WORK TO DO » Can you write out every row below word for word, leaving out the pictures?

Rows from a point annotation dataset »
====

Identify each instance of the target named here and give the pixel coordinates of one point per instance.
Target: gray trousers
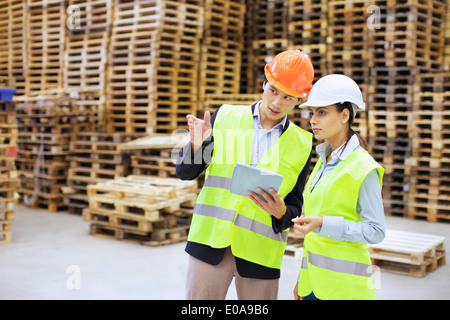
(208, 282)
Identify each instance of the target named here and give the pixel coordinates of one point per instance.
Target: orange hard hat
(292, 72)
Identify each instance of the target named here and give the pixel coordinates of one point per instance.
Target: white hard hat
(333, 89)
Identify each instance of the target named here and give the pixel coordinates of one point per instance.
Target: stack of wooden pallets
(150, 211)
(347, 47)
(46, 123)
(269, 34)
(408, 42)
(308, 31)
(85, 57)
(13, 53)
(153, 61)
(429, 188)
(46, 34)
(156, 154)
(221, 47)
(409, 253)
(8, 174)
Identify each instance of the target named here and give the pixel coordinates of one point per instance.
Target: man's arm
(189, 165)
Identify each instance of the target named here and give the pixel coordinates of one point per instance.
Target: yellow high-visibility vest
(337, 269)
(222, 218)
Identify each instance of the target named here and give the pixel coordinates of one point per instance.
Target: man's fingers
(207, 118)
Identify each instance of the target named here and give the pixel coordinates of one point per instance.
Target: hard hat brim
(280, 86)
(316, 104)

====

REPLY »
Identify each instance of the target named here and give the pixel coordinates of one point per instance.
Target: gray trousers
(208, 282)
Identify each instance of the target named here and give the pixel coordinates of one point per instance.
Target: orange hard hat
(292, 72)
Identify each instance of the target named here and give the pixel coordinates of one point per instance.
Target: white hard hat
(333, 89)
Identify each instance of the target named here and give the pixel coordinates of one point per instance.
Target: stack of wooden pallets
(150, 211)
(347, 47)
(46, 123)
(269, 34)
(408, 42)
(308, 31)
(85, 57)
(13, 53)
(153, 61)
(429, 188)
(46, 34)
(156, 154)
(221, 47)
(409, 253)
(8, 174)
Identify each instance of the target named here and give the pixel coordinates of one point per instance.
Target: man's arm
(189, 165)
Identify each instance of the target named here and give the pixel coordinates of one point per instance.
Target: yellow high-visibility vest
(337, 269)
(222, 218)
Identify each instance of the target named here and give the pixel coordinates of one point per instance.
Target: man's fingers
(207, 118)
Identify each instance of the target named here and give the pixel coordinates of one point per instance.
Target: hard hat brim
(280, 86)
(316, 104)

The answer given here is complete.